Given request: Can you summarize the Maven proxy excerpt below in two sentences?

Page excerpt:
##########
I also did some testing, and I think Maven uses only the first active proxy setting (per <protocol>) encountered and ignores the reset. For example, I had

  <proxies>
    <proxy>
      <id>myproxy1</id>
      <active>true</active>
      <protocol>https</protocol>
      <host>localhost</host>
      <port>8086</port>
    </proxy>
    <proxy>
      <!-- Some people claimed it is important to use a different id. -->
      <id>myproxy2</id>
      <active>true</active>
      <protocol>https</protocol>
      <host>localhost</host>
      <port>8087</port>
    </proxy>
    <proxy>
      <id>myproxy3</id>
      <active>true</active>
      <protocol>http</protocol> <-- just trying "http" for possible back-up ->
      <host>localhost</host>
      <port>8088</port>
    </proxy>
  </proxies>

And to see if Maven works in a smart way to try another proxy when the first one fails, I listened on port 8087 nc -lp 8087 (for the second active proxy setting) and ran ./mvnw -U -X package as before. Turns out, it only tries port 8086. Never 8087.
##########
Provided data:

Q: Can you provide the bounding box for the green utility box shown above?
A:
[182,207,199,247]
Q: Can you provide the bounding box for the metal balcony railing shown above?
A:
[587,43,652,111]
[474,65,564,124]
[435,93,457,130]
##########
Correct response: The writer's testing suggests that Maven uses only the first active proxy setting it encounters for each protocol, even with a configuration listing two active https proxies on localhost ports 8086 and 8087 plus an http proxy on port 8088. To check whether Maven would fall back to another proxy when the first failed, the writer listened on port 8087 with nc and ran ./mvnw -U -X package, but Maven only ever tried port 8086.